__What is being asked__. Retype, exactly as they appear below, the lines between the line holding "column 111, row 141" and the line holding "column 172, row 181", both ends included.

__Source material__.
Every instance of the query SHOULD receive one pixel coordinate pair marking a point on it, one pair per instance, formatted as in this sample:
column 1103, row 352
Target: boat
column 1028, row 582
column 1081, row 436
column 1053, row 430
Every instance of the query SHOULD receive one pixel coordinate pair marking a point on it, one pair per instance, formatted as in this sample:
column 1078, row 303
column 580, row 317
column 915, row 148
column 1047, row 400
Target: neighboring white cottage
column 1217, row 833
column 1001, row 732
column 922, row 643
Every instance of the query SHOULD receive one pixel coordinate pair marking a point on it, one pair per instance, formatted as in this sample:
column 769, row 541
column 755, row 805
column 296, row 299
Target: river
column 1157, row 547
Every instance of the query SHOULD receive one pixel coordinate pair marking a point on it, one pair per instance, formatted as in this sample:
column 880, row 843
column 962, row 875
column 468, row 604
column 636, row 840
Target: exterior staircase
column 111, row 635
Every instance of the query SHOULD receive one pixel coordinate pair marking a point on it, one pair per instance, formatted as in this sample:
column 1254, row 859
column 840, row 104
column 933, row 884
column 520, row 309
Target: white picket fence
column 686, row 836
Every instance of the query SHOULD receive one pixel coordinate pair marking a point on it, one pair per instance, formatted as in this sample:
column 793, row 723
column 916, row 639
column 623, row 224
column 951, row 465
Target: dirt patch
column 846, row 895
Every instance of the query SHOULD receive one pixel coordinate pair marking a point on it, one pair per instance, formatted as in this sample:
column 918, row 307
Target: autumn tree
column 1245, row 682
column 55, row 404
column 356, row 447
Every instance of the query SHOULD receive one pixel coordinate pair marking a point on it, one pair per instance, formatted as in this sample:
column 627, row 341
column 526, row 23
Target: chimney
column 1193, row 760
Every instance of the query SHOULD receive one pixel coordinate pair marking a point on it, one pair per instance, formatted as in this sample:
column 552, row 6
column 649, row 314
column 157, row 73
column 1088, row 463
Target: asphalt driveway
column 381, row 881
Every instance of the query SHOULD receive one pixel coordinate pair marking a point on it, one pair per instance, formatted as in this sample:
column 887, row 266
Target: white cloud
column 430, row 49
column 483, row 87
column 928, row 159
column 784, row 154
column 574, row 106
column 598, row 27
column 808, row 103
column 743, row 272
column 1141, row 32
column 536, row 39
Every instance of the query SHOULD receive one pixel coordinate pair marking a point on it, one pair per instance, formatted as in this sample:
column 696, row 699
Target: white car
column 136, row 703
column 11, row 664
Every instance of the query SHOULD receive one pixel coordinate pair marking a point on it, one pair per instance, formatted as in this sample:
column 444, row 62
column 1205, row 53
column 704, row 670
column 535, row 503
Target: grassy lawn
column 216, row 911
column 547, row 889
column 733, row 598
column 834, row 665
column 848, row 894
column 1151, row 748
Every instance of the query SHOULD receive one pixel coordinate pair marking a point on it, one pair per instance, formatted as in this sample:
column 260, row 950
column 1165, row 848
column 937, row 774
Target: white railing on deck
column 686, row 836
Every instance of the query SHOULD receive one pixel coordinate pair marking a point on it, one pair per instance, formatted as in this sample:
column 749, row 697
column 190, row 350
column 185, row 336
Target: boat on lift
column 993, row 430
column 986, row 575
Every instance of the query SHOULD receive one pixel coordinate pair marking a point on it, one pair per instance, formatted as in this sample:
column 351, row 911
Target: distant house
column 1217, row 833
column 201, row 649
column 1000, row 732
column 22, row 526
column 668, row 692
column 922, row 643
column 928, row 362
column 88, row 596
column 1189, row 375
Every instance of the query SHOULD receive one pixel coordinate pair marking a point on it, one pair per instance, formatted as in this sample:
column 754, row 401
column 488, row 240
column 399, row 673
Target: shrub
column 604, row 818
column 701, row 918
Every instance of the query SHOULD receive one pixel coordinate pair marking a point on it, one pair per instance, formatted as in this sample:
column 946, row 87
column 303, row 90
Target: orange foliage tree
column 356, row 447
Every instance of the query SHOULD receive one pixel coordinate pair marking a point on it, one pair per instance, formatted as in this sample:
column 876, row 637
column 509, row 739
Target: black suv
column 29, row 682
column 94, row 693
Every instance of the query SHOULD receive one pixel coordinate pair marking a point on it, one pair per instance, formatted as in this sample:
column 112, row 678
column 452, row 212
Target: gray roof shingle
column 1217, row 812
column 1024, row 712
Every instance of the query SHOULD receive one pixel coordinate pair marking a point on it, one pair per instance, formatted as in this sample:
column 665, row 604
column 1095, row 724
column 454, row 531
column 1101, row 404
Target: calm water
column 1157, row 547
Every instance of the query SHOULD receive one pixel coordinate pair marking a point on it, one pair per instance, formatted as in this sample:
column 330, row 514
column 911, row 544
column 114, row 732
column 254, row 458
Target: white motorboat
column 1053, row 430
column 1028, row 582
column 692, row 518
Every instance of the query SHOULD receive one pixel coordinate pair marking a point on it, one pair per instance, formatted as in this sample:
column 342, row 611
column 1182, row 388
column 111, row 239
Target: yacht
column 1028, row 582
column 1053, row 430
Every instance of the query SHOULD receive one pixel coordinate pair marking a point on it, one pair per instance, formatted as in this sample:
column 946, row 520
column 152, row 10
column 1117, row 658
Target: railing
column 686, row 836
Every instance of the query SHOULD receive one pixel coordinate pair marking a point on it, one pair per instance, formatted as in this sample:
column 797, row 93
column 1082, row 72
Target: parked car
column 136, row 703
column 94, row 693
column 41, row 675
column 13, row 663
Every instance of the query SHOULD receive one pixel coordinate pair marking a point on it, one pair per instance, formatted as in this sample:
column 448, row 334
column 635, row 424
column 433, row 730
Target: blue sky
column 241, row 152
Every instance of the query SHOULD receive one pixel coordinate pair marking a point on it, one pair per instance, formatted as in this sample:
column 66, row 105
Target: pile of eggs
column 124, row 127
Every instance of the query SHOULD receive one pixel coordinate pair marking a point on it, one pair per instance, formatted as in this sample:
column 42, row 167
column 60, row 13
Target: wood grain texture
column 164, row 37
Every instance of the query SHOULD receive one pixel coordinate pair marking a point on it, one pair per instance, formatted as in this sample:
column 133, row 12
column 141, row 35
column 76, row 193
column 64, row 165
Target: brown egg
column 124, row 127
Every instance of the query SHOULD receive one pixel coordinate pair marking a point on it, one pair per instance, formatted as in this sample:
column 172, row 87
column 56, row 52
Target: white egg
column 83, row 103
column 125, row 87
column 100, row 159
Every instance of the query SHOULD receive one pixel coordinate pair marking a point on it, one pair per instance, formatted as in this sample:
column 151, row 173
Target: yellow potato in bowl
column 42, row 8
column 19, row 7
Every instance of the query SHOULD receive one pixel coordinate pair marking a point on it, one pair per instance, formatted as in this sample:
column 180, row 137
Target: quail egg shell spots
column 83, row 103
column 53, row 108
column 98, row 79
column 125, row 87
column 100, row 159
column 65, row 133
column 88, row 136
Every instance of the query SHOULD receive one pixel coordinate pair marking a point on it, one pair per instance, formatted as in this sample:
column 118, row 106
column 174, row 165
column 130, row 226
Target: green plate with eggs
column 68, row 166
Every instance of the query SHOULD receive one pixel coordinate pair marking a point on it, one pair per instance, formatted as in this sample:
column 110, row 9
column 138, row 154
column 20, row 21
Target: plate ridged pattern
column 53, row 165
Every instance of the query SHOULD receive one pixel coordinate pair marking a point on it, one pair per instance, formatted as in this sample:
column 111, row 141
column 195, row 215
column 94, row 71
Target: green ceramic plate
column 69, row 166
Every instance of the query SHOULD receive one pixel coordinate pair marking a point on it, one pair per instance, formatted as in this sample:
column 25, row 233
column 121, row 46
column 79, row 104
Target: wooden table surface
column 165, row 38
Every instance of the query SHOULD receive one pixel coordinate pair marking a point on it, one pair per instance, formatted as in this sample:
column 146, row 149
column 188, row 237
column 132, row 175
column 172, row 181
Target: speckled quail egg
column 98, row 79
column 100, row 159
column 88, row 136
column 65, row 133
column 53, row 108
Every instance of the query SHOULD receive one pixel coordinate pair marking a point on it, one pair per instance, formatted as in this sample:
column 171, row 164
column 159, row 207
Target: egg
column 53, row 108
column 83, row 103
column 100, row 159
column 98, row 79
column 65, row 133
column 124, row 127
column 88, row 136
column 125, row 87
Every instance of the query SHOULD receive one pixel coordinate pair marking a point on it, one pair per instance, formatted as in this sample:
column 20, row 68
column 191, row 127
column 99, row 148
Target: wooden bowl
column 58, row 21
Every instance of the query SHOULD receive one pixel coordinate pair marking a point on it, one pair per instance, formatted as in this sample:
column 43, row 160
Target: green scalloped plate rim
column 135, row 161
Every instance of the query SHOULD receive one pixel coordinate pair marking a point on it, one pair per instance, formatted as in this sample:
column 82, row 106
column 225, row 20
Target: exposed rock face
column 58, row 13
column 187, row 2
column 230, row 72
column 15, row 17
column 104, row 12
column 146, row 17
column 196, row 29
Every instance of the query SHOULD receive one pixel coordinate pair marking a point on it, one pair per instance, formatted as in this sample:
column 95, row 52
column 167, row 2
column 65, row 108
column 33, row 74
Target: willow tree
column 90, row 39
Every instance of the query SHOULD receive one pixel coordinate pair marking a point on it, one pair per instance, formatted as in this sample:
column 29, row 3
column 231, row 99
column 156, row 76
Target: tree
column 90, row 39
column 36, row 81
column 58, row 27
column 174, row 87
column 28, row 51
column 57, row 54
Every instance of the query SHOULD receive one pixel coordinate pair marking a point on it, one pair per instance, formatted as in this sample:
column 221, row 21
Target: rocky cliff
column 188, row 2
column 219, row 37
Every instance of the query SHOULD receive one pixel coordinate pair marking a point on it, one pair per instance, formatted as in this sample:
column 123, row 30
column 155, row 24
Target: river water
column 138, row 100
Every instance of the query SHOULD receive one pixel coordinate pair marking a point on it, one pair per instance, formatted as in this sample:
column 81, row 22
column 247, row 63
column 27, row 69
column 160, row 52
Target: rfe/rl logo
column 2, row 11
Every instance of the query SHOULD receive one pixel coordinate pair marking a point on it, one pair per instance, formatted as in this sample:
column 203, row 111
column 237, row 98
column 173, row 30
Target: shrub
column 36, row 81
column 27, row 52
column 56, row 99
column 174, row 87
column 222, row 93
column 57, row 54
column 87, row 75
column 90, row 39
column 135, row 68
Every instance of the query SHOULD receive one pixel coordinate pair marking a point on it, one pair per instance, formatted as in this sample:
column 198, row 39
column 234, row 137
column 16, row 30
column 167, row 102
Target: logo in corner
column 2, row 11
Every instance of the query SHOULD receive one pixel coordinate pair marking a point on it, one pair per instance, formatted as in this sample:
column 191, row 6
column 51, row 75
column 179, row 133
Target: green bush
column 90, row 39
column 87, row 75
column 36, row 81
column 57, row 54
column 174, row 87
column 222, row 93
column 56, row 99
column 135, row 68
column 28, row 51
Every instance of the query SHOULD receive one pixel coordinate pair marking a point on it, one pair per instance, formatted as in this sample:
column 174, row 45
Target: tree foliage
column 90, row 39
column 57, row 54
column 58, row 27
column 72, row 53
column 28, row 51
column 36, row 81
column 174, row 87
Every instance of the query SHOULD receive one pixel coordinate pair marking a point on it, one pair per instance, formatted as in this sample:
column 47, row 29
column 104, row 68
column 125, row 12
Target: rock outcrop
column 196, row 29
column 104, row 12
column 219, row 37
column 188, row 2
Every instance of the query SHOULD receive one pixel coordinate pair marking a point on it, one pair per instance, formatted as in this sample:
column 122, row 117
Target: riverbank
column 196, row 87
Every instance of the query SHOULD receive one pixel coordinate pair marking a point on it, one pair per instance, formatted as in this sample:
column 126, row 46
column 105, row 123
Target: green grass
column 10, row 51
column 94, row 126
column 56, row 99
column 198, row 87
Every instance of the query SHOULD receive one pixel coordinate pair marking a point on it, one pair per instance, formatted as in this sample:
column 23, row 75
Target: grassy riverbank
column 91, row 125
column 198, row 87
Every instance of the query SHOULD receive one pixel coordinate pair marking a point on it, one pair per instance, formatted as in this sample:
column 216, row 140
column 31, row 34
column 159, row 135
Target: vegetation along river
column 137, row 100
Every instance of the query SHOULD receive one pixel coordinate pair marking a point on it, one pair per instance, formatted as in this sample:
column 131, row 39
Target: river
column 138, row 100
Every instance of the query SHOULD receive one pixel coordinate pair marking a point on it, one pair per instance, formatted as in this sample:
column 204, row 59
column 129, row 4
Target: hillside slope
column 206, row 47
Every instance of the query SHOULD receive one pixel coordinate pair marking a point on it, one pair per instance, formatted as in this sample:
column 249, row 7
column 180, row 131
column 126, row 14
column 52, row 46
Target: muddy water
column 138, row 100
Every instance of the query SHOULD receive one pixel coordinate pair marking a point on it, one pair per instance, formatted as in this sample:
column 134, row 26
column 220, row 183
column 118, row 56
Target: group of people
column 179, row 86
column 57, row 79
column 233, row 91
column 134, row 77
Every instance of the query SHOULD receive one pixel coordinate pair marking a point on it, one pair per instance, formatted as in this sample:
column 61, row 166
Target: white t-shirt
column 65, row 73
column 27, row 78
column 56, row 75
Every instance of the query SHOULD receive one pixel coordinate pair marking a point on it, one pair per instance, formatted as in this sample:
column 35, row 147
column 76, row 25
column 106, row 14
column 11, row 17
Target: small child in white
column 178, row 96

__Exercise result__.
column 111, row 141
column 195, row 215
column 94, row 71
Target: green ceramic plate
column 69, row 166
Every instance of the query SHOULD receive one pixel coordinate pair marking a point on it, one pair per instance, formatted as in this sample:
column 25, row 233
column 121, row 46
column 79, row 104
Target: wooden table surface
column 165, row 38
Every instance of the query SHOULD receive one pixel coordinate pair marking a point on it, one pair per instance, formatted as in this sample:
column 146, row 149
column 188, row 237
column 132, row 175
column 172, row 181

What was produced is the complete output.